Dünya ülkelerinden en fazla Türkiye'de hemen hemen bütün meslek sahipliğine adım atacaklara, diplomalarını alırken veya göreve başlarken yemin etmeleri kuralı konulmuştur. Ancak hiçbir ülkede bizdeki kadar her mesleğe bir tören ve her törene de böyle uzun yemin metinleri sokulmamıştır. Mesela, doktorlar diplomalarını alırken Hipokrat yemini yaparlar. Avukatlar, avukatlık ruhsatlarını alırken kanunda yazılı yemin metnini okurlar. Milletvekilleri anayasada yazılı yemin metnini kürsüden okumadan göreve başlayamazlar. Cumhurbaşkanları gösterişli yemin törenleri yapıldıktan sonra makamlarına otururlar. Ya hele benim gibi askeri okuldan mezun olduklarında ellerini silah ve bayrak üzerine bırakarak hamasi duygularla kan ve intikam yemini edenlere ne buyrulur? Sanki bu yemin metinleri mesleğe başlayanlar tarafından okununca ve bir tören yapılınca yemin eden kimsenin hayatı boyunca yeminine sadık kalacağı zannedilerek gerek ailesi, gerek diğer yakın ve dostları, gerekse de mensubu olduğu devletin ekâbirleri tarafından uzun uzadıya gururla alkışlanırlar.

-*-

**İstenen görev 1**
Alıntılanan metne göre doktorlar diplomalarını alırken hangi yemini yapar?

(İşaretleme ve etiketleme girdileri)
-*-

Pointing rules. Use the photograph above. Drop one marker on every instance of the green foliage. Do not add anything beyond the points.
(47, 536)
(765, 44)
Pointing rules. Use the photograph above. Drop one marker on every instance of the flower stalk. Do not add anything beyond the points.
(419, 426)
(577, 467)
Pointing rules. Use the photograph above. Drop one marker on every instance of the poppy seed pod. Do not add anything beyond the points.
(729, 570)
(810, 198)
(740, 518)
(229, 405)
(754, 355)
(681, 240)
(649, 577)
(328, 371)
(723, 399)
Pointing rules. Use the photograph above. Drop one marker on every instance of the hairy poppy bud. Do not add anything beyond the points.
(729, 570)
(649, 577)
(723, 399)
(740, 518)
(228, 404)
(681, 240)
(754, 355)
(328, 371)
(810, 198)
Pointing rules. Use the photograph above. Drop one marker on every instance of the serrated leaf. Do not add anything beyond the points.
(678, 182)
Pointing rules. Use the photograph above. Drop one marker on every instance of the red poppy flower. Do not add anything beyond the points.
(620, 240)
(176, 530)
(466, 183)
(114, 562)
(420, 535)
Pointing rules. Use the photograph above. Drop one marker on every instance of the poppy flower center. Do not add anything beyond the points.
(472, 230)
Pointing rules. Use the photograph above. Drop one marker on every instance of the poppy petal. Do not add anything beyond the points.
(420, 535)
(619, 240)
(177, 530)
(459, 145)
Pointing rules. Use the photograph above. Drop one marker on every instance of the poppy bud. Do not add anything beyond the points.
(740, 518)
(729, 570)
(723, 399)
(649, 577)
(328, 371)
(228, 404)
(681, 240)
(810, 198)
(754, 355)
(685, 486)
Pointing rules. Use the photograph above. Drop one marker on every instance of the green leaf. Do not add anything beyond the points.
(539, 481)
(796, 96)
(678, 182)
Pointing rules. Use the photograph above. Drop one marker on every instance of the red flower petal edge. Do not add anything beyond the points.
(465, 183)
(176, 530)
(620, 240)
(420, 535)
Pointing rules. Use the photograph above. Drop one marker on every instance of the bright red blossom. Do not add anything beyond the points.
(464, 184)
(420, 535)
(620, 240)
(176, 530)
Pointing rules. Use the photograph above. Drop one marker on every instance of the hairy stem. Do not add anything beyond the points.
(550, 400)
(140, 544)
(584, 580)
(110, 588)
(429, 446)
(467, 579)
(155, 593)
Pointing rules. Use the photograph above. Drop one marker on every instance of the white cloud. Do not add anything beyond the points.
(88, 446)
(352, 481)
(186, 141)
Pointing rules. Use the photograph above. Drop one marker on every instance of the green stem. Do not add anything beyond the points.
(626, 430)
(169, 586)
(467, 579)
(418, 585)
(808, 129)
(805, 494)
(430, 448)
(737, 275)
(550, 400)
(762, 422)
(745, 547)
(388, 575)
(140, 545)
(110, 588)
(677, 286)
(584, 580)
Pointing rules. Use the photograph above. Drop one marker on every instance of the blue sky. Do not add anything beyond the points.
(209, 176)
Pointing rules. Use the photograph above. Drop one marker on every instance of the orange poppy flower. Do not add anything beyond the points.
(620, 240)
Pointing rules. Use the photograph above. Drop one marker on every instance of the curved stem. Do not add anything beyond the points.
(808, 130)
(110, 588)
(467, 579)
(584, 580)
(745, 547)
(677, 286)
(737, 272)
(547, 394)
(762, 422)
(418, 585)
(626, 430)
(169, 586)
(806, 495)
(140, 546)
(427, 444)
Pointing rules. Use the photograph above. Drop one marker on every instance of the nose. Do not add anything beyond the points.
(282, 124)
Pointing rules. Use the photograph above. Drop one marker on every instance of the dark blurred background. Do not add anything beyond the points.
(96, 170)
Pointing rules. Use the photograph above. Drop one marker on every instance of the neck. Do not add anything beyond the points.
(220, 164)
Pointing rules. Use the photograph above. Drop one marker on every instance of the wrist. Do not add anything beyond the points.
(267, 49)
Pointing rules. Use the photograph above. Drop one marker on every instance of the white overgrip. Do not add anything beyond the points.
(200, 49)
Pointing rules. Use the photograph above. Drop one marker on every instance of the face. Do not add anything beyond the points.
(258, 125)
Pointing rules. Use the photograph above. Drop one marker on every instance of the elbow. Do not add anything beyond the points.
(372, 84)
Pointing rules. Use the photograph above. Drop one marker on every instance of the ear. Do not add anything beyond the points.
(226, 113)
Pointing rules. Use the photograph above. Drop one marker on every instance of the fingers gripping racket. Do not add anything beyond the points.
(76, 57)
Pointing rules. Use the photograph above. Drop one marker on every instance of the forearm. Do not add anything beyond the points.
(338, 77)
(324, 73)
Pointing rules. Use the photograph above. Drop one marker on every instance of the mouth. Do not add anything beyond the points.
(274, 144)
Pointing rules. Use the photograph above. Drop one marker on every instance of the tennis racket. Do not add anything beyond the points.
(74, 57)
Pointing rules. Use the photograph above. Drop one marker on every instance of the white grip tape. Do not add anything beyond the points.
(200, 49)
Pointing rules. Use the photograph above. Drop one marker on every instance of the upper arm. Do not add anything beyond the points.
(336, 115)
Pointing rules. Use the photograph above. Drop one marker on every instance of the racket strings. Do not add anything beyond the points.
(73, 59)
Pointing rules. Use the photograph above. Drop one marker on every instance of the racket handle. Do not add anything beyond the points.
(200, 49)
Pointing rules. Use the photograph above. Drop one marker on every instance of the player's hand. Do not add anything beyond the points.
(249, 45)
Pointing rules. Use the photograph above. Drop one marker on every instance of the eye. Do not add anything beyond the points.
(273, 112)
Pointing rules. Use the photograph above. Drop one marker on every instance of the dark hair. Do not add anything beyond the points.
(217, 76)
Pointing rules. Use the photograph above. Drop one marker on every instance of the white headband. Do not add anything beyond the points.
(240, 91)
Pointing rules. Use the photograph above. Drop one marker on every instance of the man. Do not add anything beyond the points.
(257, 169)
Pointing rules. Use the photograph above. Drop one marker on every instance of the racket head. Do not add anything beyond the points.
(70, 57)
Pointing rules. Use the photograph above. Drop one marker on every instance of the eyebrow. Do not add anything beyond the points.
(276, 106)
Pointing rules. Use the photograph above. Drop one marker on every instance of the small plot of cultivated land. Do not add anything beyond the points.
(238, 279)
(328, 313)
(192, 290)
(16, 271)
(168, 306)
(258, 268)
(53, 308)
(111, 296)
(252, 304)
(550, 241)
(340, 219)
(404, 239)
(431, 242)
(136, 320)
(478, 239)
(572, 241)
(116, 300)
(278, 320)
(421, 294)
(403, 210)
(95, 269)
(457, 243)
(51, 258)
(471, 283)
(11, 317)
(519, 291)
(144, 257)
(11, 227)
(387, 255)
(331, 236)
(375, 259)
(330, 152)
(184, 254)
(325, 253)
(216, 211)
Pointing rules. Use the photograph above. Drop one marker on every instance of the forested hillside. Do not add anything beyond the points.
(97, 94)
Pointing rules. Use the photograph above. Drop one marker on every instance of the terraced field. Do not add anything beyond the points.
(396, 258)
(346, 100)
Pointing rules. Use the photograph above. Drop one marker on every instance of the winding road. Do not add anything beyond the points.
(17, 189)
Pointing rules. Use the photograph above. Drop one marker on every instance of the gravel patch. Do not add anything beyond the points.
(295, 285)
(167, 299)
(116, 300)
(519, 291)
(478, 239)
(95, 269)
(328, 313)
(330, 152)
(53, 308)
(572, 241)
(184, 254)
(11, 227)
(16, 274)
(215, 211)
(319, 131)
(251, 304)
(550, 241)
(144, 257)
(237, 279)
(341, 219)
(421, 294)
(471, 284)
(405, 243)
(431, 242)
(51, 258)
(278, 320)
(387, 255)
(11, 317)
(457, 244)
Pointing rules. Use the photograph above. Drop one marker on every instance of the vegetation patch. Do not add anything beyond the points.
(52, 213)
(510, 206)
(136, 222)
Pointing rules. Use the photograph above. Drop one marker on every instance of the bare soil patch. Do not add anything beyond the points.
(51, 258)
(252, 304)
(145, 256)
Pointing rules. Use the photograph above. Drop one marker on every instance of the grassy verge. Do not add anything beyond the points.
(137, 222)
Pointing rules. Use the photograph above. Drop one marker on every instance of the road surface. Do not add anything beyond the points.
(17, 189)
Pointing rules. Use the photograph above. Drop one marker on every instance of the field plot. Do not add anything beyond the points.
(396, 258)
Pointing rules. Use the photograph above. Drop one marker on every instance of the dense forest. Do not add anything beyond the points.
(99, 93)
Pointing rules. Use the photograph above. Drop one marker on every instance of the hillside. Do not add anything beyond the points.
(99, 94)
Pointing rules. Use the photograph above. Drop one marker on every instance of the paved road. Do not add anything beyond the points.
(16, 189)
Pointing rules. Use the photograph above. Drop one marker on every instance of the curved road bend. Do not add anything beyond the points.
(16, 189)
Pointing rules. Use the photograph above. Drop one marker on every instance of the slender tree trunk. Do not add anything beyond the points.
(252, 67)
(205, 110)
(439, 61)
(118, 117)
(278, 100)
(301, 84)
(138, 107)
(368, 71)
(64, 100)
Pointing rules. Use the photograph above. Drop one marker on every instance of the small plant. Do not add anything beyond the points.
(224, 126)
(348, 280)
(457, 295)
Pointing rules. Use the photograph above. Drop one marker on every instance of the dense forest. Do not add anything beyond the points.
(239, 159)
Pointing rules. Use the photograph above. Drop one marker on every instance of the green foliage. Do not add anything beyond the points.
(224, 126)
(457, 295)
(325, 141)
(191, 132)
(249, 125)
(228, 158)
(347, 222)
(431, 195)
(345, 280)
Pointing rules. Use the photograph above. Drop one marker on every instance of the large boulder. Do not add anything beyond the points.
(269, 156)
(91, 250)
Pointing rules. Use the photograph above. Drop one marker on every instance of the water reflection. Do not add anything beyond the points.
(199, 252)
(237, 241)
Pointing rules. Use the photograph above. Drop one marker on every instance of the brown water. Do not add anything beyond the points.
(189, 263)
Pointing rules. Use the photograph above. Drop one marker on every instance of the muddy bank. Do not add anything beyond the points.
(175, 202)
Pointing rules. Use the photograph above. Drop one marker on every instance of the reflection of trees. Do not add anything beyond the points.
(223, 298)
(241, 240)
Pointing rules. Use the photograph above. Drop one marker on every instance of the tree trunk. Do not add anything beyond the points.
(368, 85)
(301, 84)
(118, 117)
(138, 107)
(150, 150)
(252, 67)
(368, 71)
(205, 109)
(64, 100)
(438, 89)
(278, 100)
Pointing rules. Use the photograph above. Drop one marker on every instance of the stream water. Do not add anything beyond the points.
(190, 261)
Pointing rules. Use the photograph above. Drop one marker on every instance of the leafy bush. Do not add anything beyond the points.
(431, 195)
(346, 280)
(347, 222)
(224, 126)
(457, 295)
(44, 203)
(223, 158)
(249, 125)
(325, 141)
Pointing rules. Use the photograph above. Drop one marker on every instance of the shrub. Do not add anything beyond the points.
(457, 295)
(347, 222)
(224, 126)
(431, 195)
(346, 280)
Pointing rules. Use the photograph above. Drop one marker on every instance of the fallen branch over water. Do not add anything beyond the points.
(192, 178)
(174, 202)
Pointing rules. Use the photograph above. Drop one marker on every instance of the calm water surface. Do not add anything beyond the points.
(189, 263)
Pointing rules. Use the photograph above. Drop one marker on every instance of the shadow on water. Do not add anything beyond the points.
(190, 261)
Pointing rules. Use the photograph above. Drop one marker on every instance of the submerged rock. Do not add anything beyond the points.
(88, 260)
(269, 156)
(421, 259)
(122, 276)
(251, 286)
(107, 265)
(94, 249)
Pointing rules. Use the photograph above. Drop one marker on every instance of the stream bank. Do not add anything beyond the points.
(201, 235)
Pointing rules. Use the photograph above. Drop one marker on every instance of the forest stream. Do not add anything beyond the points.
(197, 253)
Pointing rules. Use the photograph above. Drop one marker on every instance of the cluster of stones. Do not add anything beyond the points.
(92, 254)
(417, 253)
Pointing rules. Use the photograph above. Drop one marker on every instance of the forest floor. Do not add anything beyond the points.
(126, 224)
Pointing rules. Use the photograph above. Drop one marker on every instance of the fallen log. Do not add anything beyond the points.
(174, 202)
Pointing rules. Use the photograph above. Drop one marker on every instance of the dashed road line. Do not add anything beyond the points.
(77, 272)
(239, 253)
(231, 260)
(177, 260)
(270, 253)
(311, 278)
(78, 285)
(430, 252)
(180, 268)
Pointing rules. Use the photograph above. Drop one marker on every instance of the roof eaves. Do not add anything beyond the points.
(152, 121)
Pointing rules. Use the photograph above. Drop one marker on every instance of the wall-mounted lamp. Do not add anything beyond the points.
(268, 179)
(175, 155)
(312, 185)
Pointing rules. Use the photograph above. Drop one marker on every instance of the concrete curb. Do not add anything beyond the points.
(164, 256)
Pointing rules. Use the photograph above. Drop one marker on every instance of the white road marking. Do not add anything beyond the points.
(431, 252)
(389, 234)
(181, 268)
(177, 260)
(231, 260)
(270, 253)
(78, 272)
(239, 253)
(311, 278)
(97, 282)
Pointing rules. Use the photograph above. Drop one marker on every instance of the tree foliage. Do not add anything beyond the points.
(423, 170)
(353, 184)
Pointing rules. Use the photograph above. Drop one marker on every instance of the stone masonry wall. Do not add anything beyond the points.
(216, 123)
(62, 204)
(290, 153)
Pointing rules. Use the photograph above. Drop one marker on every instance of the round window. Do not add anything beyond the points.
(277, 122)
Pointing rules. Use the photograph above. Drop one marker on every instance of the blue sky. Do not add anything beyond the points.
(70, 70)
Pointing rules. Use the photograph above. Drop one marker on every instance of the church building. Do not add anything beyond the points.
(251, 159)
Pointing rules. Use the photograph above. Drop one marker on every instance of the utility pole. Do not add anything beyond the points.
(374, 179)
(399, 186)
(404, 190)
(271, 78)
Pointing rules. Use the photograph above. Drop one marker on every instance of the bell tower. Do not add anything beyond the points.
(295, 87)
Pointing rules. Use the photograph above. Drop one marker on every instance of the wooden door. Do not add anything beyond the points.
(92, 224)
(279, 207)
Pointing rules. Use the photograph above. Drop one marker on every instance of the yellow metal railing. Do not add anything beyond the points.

-*-

**İstenen görev 2**
Listede "fallen" kelimesinin geçtiği her satırı belirleyin ve olduğu gibi aktarın.

**Sonuç 1**
Hipokrat yemini

**Sonuç 2**
Pointing rules. Use the photograph above. Drop one marker on every instance of the fallen branch over water. Do not add anything beyond the points.
Pointing rules. Use the photograph above. Drop one marker on every instance of the fallen log. Do not add anything beyond the points.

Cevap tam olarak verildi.